_Problem statement_.
Omit every picture while repeating the entries exactly.

--

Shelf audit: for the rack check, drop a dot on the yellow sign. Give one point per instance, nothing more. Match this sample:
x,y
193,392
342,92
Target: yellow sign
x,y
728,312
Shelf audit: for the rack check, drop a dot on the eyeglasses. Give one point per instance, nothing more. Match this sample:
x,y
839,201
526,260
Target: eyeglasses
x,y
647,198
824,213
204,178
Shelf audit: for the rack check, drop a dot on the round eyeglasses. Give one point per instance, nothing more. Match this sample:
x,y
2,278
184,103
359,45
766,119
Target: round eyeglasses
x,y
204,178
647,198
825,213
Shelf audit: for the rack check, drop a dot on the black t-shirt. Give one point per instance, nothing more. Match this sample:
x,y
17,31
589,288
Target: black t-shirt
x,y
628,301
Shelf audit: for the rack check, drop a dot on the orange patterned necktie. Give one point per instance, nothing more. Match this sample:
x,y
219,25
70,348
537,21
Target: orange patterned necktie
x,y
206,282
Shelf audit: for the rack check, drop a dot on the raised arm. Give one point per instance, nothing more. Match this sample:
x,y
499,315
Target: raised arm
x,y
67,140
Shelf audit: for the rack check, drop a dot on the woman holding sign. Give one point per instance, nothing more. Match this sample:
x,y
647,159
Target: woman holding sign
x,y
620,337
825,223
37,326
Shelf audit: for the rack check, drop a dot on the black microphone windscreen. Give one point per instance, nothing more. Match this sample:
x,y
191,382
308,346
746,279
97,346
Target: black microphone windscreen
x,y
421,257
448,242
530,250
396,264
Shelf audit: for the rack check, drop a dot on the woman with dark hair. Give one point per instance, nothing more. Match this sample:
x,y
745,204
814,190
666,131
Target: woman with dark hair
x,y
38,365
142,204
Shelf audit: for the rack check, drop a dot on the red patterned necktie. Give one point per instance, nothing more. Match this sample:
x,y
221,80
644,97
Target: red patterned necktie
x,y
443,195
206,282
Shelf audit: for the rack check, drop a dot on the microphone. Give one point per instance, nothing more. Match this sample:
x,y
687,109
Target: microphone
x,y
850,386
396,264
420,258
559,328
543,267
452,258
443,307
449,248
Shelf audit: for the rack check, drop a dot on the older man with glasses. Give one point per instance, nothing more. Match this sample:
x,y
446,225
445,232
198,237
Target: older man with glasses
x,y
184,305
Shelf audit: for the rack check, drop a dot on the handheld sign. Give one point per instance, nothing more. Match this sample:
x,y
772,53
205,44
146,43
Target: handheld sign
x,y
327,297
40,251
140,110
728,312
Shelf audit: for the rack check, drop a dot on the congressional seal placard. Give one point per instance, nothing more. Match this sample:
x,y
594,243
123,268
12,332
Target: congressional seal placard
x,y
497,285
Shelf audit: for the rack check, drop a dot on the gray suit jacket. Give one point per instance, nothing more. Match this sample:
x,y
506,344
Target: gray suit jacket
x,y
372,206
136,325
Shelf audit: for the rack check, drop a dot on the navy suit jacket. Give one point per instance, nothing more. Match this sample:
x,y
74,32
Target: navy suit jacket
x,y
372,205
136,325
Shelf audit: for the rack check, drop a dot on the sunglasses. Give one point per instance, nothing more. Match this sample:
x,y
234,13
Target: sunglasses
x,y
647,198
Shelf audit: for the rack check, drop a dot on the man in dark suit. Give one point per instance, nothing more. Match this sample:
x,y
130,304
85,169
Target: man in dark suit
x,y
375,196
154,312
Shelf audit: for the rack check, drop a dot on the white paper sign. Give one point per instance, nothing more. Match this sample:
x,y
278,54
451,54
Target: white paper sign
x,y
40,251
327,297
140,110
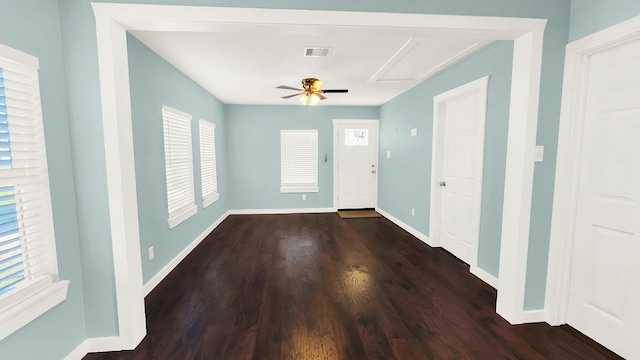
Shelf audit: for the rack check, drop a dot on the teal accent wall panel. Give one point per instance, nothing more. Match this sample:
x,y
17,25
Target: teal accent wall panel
x,y
33,27
254,152
154,83
405,177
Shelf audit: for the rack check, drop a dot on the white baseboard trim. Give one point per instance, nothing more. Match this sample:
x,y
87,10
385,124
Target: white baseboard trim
x,y
485,276
153,282
534,316
111,343
422,237
281,211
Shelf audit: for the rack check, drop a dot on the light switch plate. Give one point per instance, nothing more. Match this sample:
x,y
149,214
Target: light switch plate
x,y
539,156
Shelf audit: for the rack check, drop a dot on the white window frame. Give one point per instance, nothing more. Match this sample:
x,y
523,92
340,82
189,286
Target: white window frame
x,y
208,168
299,161
178,156
42,289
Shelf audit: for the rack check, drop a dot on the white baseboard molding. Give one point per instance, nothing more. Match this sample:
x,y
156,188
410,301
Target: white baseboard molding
x,y
111,343
153,282
534,316
422,237
281,211
484,276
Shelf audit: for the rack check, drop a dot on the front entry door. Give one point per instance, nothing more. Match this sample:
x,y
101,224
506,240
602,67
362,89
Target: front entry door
x,y
356,163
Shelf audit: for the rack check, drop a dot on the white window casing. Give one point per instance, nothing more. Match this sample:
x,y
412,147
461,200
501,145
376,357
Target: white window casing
x,y
29,282
208,171
178,158
299,161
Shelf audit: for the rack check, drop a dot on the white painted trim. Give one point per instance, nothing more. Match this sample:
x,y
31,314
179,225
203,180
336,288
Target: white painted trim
x,y
121,178
420,236
518,187
534,316
480,87
32,307
156,279
90,345
338,122
112,22
484,276
281,211
568,161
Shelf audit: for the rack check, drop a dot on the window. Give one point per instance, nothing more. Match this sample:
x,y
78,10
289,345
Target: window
x,y
178,161
208,175
299,161
29,284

--

_Result below_.
Shelf audit: for the rack check, drop a dot on the yellow sign. Give one point per instance, nothing more. Match this sample:
x,y
193,392
342,92
Target: yellow sign
x,y
728,312
Shelf audit: for the rack check, drop a dot on the eyeglasses. Give one point per instance, nothing more. Match this sample:
x,y
839,201
526,260
Target: eyeglasses
x,y
647,198
824,213
204,178
Shelf audit: for the rack check, drop a dot on the round eyeglasses. Give one point per instance, nothing more. Match this sample:
x,y
2,278
184,103
359,45
766,119
Target: round eyeglasses
x,y
204,178
647,198
825,213
Shelf audit: for the rack check, drop a dot on the black t-shirt. Give one point per instance, nothing more. Match this sample:
x,y
17,31
589,288
Target: black t-shirt
x,y
628,301
Shelf audit: for the rack check, drop a dot on the orange patterned necktie. Give one point per instance, nothing more. Match this sample:
x,y
219,25
70,348
537,21
Target: orange patterned necktie
x,y
206,282
Shelf audit: for the rack check, drop a dot on the raised arm. Give one point per instance, nothing more. Match this sample:
x,y
499,315
Target: raised arm
x,y
67,140
Shelf audit: for the rack check, drop a dot on the woman holding sign. Give one point per instance, nothing more. Match this sample:
x,y
647,159
Target: woman holding sign
x,y
620,337
825,223
37,326
Shelf audit: for the rack check, drop a dot on the black microphone windscreen. Give one point per instance, nothing more. Match this sample:
x,y
191,382
308,346
746,279
97,346
Target: black microphone windscreen
x,y
421,257
448,242
530,250
396,264
Shelf audit: for the rack check, drop a dot on the woman with dark hair. Give one point per instance, nothing more. Match this sample:
x,y
745,204
814,190
666,131
Target: woman with dark hair
x,y
38,365
142,204
Shelf audit: for the rack check, drop a dot on the red patterned necktie. Give one point per instance, nothing more. Match this sample:
x,y
221,80
644,97
Target: red patterned necktie
x,y
443,195
206,282
Shelf audit: for the rack check, drop a dot on the microphone. Give one point per instance, nothing more. Match this sample:
x,y
687,109
Target: microphone
x,y
850,386
396,264
420,258
559,328
543,267
452,258
443,307
449,248
Shelf audit: for the rack check, drop a dot on the older man with glasses. Give one point per instance, nothing more. Match this sample:
x,y
446,225
445,232
198,237
Target: older man with glasses
x,y
184,305
Shelf audit: for the rack check, drop a dot on the handheld sign. Give one point per instance, nothing more. Match this sample:
x,y
772,53
205,44
146,43
Target: handheld sign
x,y
327,297
40,251
140,110
728,312
Shelf audit: for the rack check, drop a dot on the congressional seal placard. Give one point per instance, nothing more. Match this sample:
x,y
594,243
123,268
12,332
Target: congressional seal placard
x,y
497,285
Shelf audit: for the rack check, drop a dot on the gray suit jacket. Give one point per instance, nothing more. Match this sample:
x,y
506,344
Target: gray suit jacket
x,y
372,206
136,325
Shelf audit: for the rack check, drop a dot on the navy suit jacket. Give one point per instance, nothing more. Match this sample:
x,y
74,32
Target: navy suit jacket
x,y
372,205
136,325
Shelf audit: for the rack check, drop a dot on the sunglasses. Give one point per instance, nothing more. Match this sample:
x,y
234,13
Target: sunglasses
x,y
647,198
Shelf audit: for the rack check, drop a dot on the man in dark suit. Give one point per instance, nothing more. Match this sample:
x,y
130,304
85,169
Target: man in dark suit
x,y
375,196
154,312
Shelf audit: for the rack check, drop a dot on the white paper sign. Give one point per instance, nothing more. Match this sample:
x,y
278,54
451,54
Target: white paper sign
x,y
40,251
327,297
140,110
Shelf audit: for the rack check, drop a dot on the teal accent wall panel. Give one point per instance, nothing more. Match this sample:
x,y
17,25
Target: teal accent wall panel
x,y
33,27
254,152
154,83
405,177
Shelf audit: for the rack check, drop a dot on the white baseboard trim. Give one point per instance, nothing more. Match this sample:
x,y
87,10
385,124
Target: white baseboard trim
x,y
485,276
153,282
534,316
111,343
422,237
281,211
Shelf audit: for the rack check, drop a dot on the light switch plate. Give one point per instance, nothing more. Match this sample:
x,y
149,214
Target: light switch plate
x,y
539,156
Shelf audit: for the rack check, drop a dot on the white window frame. Give one point per instance, nothing more. Match this sample:
x,y
523,92
340,82
189,286
Target: white window frame
x,y
208,168
299,161
178,156
42,289
Shelf audit: for the rack check, drop a dot on the white baseboard molding. Give one point per instance, nothing more. Match this sample:
x,y
156,188
410,301
Target: white baseboard molding
x,y
111,343
153,282
534,316
422,237
281,211
484,276
Shelf audit: for the rack check, drop a dot on the front entry door. Give one point per instance, nothing more. Match this sample:
x,y
101,224
506,240
602,67
362,89
Target: front entry door
x,y
356,163
Shelf audit: for the rack check, drop a dot on the white window casing. Give one point per instance, nothing more. Match this sample:
x,y
412,147
461,200
501,145
376,357
Target: white window casing
x,y
29,282
208,171
178,158
299,161
Shelf audit: for the rack check, drop a dot on the white painted trim. Give one point per instance, nothing more. Match this sample:
x,y
31,314
179,225
203,180
336,288
Target: white painted trim
x,y
121,178
420,236
518,187
534,316
480,87
32,307
156,279
90,345
338,122
112,22
484,276
281,211
568,161
Shelf audit: for the rack check, drop a dot on the window. Give one point per instance, nothing more. Match this sample:
x,y
78,10
289,345
Target: window
x,y
178,161
208,175
299,161
29,284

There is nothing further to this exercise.